EXERCISE INSTRUCTIONS -> Filter the entries below, keeping every line that has the word "green".

SOURCE DATA ->
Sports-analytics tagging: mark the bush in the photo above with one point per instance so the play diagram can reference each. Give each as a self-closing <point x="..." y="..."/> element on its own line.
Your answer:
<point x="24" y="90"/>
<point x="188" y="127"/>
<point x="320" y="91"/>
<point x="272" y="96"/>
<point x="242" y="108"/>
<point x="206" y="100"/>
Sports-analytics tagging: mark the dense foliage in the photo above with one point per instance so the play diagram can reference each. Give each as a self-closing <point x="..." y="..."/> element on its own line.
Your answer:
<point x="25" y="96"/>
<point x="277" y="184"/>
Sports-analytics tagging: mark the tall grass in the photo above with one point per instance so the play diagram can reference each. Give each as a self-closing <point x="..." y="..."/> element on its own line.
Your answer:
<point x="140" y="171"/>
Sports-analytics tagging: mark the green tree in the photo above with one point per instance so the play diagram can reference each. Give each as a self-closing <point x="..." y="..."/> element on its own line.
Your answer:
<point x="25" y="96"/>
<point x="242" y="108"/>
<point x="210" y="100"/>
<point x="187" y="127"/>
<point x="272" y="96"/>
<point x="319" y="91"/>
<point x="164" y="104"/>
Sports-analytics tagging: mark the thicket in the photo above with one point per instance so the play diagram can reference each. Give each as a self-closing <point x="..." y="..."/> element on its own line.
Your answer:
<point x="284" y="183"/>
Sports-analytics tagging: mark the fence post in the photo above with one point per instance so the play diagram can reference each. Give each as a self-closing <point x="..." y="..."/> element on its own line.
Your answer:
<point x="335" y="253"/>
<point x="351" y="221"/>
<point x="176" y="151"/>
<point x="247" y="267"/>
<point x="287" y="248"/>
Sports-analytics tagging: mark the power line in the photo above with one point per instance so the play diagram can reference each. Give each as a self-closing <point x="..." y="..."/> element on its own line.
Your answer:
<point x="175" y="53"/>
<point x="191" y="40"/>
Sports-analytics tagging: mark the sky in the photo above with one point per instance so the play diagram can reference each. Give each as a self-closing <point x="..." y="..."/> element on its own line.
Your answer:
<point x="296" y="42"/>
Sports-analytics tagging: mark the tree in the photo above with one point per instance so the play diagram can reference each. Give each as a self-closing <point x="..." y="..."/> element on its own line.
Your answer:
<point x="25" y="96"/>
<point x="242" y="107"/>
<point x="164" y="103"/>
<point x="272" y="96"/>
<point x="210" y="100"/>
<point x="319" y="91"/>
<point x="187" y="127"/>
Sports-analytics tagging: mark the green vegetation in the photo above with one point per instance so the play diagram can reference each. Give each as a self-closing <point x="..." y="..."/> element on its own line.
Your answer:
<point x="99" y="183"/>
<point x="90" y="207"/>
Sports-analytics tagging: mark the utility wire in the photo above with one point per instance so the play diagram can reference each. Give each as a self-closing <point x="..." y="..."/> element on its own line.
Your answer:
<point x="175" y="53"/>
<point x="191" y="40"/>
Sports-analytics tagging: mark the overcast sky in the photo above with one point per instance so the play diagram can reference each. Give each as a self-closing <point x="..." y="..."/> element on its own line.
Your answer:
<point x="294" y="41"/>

TASK RESPONSE ->
Sports-analytics tagging: mark the green tree in the photo above with one point per instance so the play diagram can reference each. Give each as a self-closing <point x="..." y="..."/> element on its own line.
Sports-analytics tagging: mark the green vegetation in the photo above with one point per instance so the play diagram can reference each. Give each as a self-closing <point x="..." y="..."/> element on its own line.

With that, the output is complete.